Records for this exercise »
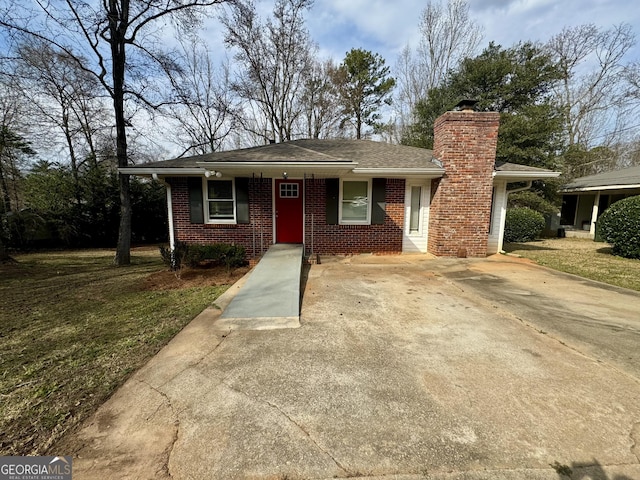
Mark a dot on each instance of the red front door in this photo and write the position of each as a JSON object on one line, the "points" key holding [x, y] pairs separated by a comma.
{"points": [[289, 213]]}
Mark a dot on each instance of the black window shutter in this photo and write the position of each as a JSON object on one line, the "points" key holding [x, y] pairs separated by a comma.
{"points": [[378, 203], [242, 200], [196, 206], [332, 192]]}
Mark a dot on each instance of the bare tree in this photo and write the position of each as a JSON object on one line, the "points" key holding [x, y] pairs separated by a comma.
{"points": [[592, 92], [111, 40], [448, 35], [274, 58], [320, 103], [364, 84], [206, 107], [65, 97]]}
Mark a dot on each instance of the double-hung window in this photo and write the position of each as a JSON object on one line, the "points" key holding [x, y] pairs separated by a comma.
{"points": [[220, 201], [355, 202]]}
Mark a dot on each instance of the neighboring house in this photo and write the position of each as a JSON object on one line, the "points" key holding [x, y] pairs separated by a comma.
{"points": [[349, 196], [586, 198]]}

Directions for this task »
Format the listing between the line holding "Mark a dot on each instance of the neighboring" and the end of the listing, inclusive, as a two-column CSV with the header input,output. Put each text and its answer on one row, each in one quoted field with line breaks turned into spaces.

Task response »
input,output
"Mark a dot on each instance of the neighboring house in this photo and write the position of each as a JSON object on one line, the ""points"" key holding [x, y] pairs separated by a comma.","{""points"": [[349, 196], [586, 198]]}"